What you have to do — Give the listing again character for character, but drop the images.

Given entries —
○ ○ ○

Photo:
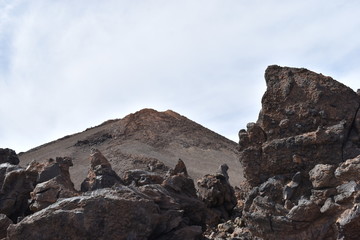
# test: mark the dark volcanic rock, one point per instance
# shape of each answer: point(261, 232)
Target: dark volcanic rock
point(218, 195)
point(308, 125)
point(167, 211)
point(100, 174)
point(54, 182)
point(16, 185)
point(103, 214)
point(305, 120)
point(8, 156)
point(4, 224)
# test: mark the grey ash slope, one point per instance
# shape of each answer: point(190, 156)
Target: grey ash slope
point(144, 137)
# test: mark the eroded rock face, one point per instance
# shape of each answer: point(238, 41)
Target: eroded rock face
point(301, 157)
point(8, 156)
point(305, 119)
point(4, 224)
point(16, 185)
point(218, 195)
point(93, 216)
point(100, 174)
point(58, 183)
point(170, 210)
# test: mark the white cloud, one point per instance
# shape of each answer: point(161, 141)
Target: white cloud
point(68, 65)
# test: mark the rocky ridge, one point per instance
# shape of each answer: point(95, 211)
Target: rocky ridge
point(144, 138)
point(162, 204)
point(301, 159)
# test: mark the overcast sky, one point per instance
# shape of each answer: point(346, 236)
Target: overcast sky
point(68, 65)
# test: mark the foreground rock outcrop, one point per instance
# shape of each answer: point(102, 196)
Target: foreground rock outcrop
point(301, 158)
point(169, 209)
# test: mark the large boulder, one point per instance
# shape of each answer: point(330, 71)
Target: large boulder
point(16, 185)
point(4, 224)
point(54, 182)
point(103, 214)
point(170, 210)
point(100, 174)
point(8, 156)
point(218, 195)
point(305, 119)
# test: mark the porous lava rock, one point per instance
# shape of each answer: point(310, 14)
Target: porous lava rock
point(54, 182)
point(8, 156)
point(218, 195)
point(4, 224)
point(16, 185)
point(306, 119)
point(301, 157)
point(170, 210)
point(100, 174)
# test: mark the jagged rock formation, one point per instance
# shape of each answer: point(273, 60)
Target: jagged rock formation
point(218, 195)
point(53, 182)
point(8, 156)
point(141, 139)
point(170, 210)
point(100, 174)
point(302, 157)
point(306, 118)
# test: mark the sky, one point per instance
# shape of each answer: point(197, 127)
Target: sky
point(69, 65)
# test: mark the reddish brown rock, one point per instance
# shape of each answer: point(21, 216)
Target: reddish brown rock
point(218, 195)
point(4, 224)
point(8, 156)
point(58, 186)
point(100, 174)
point(305, 120)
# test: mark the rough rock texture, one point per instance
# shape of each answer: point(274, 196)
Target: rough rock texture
point(54, 182)
point(4, 224)
point(306, 119)
point(218, 195)
point(100, 174)
point(302, 159)
point(16, 185)
point(144, 138)
point(170, 210)
point(8, 156)
point(329, 212)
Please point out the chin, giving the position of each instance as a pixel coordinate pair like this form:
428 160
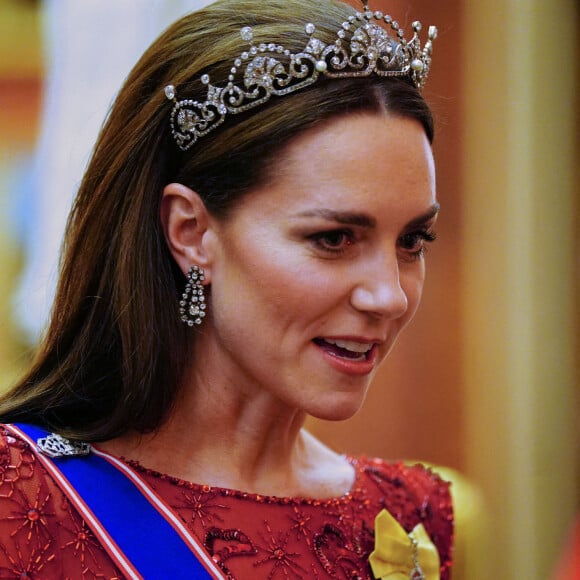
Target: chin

○ ○ ○

Answer to the exercise —
Photo:
# test: mark the dark volcanic rock, one point per instance
# shape of each answer: point(261, 232)
Target: dark volcanic rock
point(218, 195)
point(308, 125)
point(167, 211)
point(100, 174)
point(54, 182)
point(16, 185)
point(103, 214)
point(305, 120)
point(8, 156)
point(4, 224)
# test: mark the grey ash slope, one point per instance
# shape of each answer: point(190, 156)
Target: grey ash slope
point(144, 137)
# test: mark the eroded rock face, one point per instance
# shape of each answer: point(238, 41)
Target: eroded rock face
point(301, 157)
point(8, 156)
point(305, 119)
point(4, 224)
point(16, 185)
point(218, 195)
point(93, 216)
point(100, 174)
point(58, 183)
point(170, 210)
# test: mark the white cloud, one point per instance
# shape of each answer: point(161, 141)
Target: white cloud
point(68, 65)
# test: mark the rocky ridge, one point per instance
# shape of each answer: point(95, 211)
Target: rocky ridge
point(144, 138)
point(162, 204)
point(301, 159)
# test: mark the overcast sky, one point per instance
# shape of each answer: point(346, 236)
Target: overcast sky
point(68, 65)
# test: mark the foreground rock outcrop, one point per instance
# shape of each answer: point(102, 196)
Target: foreground rock outcrop
point(301, 158)
point(169, 209)
# test: mark the large boulder, one point per instance
# shape of each answer: point(330, 71)
Target: large boulder
point(16, 185)
point(4, 224)
point(54, 182)
point(103, 214)
point(170, 210)
point(100, 174)
point(8, 156)
point(218, 195)
point(305, 119)
# test: mark the porous lava rock, one point per instance
# shape of each answer: point(310, 14)
Target: porous lava rock
point(54, 182)
point(8, 156)
point(218, 195)
point(4, 224)
point(16, 185)
point(306, 119)
point(301, 157)
point(170, 210)
point(100, 174)
# test: mark the jagged rock formation, one point per instance
# shape of each answer: point(273, 60)
Target: jagged rock formation
point(218, 195)
point(53, 182)
point(8, 156)
point(141, 139)
point(170, 210)
point(100, 174)
point(302, 157)
point(306, 118)
# test: mark the sky, one point per instance
# shape of each answer: point(197, 127)
Target: sky
point(69, 65)
# test: mark the reddish brown rock, one point per instance
# shape of each answer: point(21, 216)
Target: reddish brown rock
point(218, 195)
point(4, 224)
point(8, 156)
point(58, 186)
point(100, 174)
point(305, 120)
# test: mark the rough rock texture, one point per instance
# shape of each answer: point(274, 196)
Target: rough rock texture
point(54, 182)
point(4, 224)
point(306, 119)
point(218, 195)
point(100, 174)
point(302, 159)
point(16, 185)
point(144, 138)
point(170, 210)
point(8, 156)
point(329, 212)
Please point out the chin, giving the position of each instance as a pixel coordinate pair like this form:
428 160
Target: chin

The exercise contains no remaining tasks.